**Data records:**
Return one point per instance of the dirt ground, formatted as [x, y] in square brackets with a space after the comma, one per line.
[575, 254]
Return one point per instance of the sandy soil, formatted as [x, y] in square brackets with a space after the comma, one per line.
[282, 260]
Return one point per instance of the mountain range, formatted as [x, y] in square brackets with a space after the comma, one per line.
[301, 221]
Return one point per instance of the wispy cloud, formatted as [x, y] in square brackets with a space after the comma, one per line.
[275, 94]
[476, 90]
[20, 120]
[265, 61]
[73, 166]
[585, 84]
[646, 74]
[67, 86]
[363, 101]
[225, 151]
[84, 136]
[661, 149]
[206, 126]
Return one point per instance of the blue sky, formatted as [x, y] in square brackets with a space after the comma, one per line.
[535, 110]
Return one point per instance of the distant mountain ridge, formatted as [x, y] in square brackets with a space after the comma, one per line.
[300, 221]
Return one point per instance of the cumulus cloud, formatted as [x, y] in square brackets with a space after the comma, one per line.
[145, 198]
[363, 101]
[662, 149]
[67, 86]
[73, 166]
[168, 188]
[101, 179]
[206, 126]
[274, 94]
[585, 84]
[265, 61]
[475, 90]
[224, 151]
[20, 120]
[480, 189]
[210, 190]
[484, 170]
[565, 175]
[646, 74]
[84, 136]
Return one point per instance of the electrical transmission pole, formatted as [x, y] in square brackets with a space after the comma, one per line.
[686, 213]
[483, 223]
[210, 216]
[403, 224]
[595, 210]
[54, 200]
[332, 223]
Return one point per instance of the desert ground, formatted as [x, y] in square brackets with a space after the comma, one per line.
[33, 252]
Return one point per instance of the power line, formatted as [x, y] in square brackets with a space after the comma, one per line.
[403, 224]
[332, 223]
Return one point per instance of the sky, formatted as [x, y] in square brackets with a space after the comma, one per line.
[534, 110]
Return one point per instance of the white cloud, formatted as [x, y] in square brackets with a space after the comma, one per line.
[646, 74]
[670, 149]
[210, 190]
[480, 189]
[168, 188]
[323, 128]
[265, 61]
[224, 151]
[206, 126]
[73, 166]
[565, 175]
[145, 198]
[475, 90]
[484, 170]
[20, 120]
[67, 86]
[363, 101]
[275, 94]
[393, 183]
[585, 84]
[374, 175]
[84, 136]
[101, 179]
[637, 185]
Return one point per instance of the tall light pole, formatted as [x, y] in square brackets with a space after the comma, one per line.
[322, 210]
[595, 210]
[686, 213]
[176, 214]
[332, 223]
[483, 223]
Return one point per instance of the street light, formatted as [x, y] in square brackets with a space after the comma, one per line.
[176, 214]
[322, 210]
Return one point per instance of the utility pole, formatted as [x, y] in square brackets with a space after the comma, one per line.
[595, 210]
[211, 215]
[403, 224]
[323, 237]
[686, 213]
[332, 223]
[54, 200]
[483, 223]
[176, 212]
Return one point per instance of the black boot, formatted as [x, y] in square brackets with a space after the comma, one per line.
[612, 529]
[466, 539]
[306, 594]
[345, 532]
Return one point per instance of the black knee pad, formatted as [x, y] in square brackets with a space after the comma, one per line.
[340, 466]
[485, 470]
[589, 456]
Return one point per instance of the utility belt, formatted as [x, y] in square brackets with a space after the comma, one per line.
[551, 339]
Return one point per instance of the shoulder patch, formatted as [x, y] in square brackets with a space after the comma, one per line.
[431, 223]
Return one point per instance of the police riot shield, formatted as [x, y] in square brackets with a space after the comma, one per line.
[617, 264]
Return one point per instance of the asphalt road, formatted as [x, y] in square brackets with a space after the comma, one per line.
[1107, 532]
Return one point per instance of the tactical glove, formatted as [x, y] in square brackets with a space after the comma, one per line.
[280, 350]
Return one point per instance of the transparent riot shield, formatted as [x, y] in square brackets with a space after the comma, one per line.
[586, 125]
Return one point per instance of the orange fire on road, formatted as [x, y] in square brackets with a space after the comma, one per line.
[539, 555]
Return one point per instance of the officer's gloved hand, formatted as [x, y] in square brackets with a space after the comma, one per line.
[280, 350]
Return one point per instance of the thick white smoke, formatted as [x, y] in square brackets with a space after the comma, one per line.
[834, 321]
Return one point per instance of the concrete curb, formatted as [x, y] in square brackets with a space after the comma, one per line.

**How to complete this task:**
Return the data exactly, every line included.

**Exercise output:**
Return one point per instance of the dirt ground, formatted as [x, y] in square brackets with a space after the comma, one per line.
[575, 254]
Return one point per instance of the sandy soil, formatted as [x, y] in square brackets with a space after the comma, one per line.
[282, 260]
Return one point per instance of the mountain range, formatted as [x, y] in square brackets with a space after the comma, one per line.
[301, 221]
Return one point per instance of the wispy cloud, formatted as [x, y] in square brackets with a space after the comma, one per line.
[275, 94]
[476, 90]
[20, 120]
[265, 61]
[73, 166]
[585, 84]
[646, 74]
[67, 86]
[363, 101]
[225, 151]
[84, 136]
[661, 149]
[206, 126]
Return one point per instance of the blue sky, formatted as [x, y] in square brackets with a space after the comma, one per line.
[535, 110]
Return one point per instance of the distant mountain ridge, formatted as [x, y] in square brackets with a space after the comma, one per line.
[300, 221]
Return one point per instance of the cumulus cloud, formatted as [x, y] in square brackets with a space after the comma, one per line.
[145, 198]
[363, 101]
[662, 149]
[67, 86]
[73, 166]
[168, 188]
[101, 179]
[206, 126]
[274, 94]
[585, 84]
[265, 61]
[475, 90]
[224, 151]
[20, 120]
[480, 189]
[210, 190]
[484, 170]
[565, 175]
[646, 74]
[84, 136]
Return one point per instance of the electrical transmission pole, formatted as [x, y] in square brackets with a space after the comma, one per line.
[686, 213]
[483, 223]
[210, 216]
[403, 224]
[595, 210]
[54, 200]
[332, 223]
Return one point per instance of the desert ground, formatted as [x, y] in square brackets with a space after the comma, one per line.
[33, 252]
Return one point per instance of the power line, formatted as [x, y] in square brackets with a space after the comma, one per line.
[403, 224]
[332, 223]
Return one point per instance of the sky, formatted as [x, y] in square brackets with a space after the comma, one per line.
[534, 110]
Return one point per instance of the white cloud, formatted as [x, y] in square brackets with a space after the comma, one per line.
[646, 74]
[670, 149]
[210, 190]
[480, 189]
[168, 188]
[323, 128]
[265, 61]
[224, 151]
[206, 126]
[73, 166]
[565, 175]
[145, 198]
[475, 90]
[484, 170]
[20, 120]
[67, 86]
[363, 101]
[275, 94]
[393, 183]
[585, 84]
[374, 175]
[84, 136]
[101, 179]
[637, 185]
Return one point per instance of the tall light pole, formatted as [x, y] in square brackets with a space after the comma, one per line.
[322, 210]
[595, 210]
[686, 213]
[176, 214]
[332, 223]
[483, 223]
Return one point per instance of the street light, formatted as [x, y] in square brackets with a space after the comma, one per line.
[176, 214]
[322, 210]
Return one point per instance of the utility pole, formatted as [x, y] in square brackets with a space after the comma, one per line.
[595, 210]
[211, 215]
[403, 224]
[323, 237]
[686, 213]
[332, 223]
[54, 200]
[483, 223]
[176, 212]
Return one point per instance of the black boot, formatted as [x, y] in square brackets with a space after the comma, one per line.
[612, 529]
[466, 539]
[306, 594]
[345, 532]
Return one point per instance of the black knee pad, formatted as [x, y] in square brackets with a space after the comma, one per line.
[340, 466]
[485, 470]
[589, 456]
Return one point per instance of the utility belt, formatted as [x, y] in square brackets with a space after the comma, one per line.
[551, 339]
Return one point per instance of the shoulder patch, formatted as [x, y] in square brackets with a space after the comma, one per line.
[431, 223]
Return one point per instance of the police riot shield, formatted as [x, y] in square brackets with a space after the comma, one per line.
[617, 264]
Return one point per instance of the asphalt road, formatted as [x, y] in square brackets with a space after the comma, one per line.
[1107, 532]
Return one point per instance of the tactical glove, formatted as [x, y] in square brackets with a space after the comma, one per line.
[280, 350]
Return one point per instance of the transparent riot shield, formatted as [x, y] in square brackets with a space after the comma, one per line.
[586, 125]
Return one point per instance of the orange fire on road, formatted as [x, y] in square brackets with a space after the comma, one per line.
[539, 555]
Return one point per instance of the officer's gloved hand, formatted as [x, y] in square brackets with a space after the comma, one per line.
[280, 350]
Return one point per instance of the thick white smoke, formatted as [x, y] in square brackets with a space after the comma, one per line.
[834, 321]
Return one point per instance of the concrete curb, formatted as [x, y] in square brackets with a space after the comma, one per line.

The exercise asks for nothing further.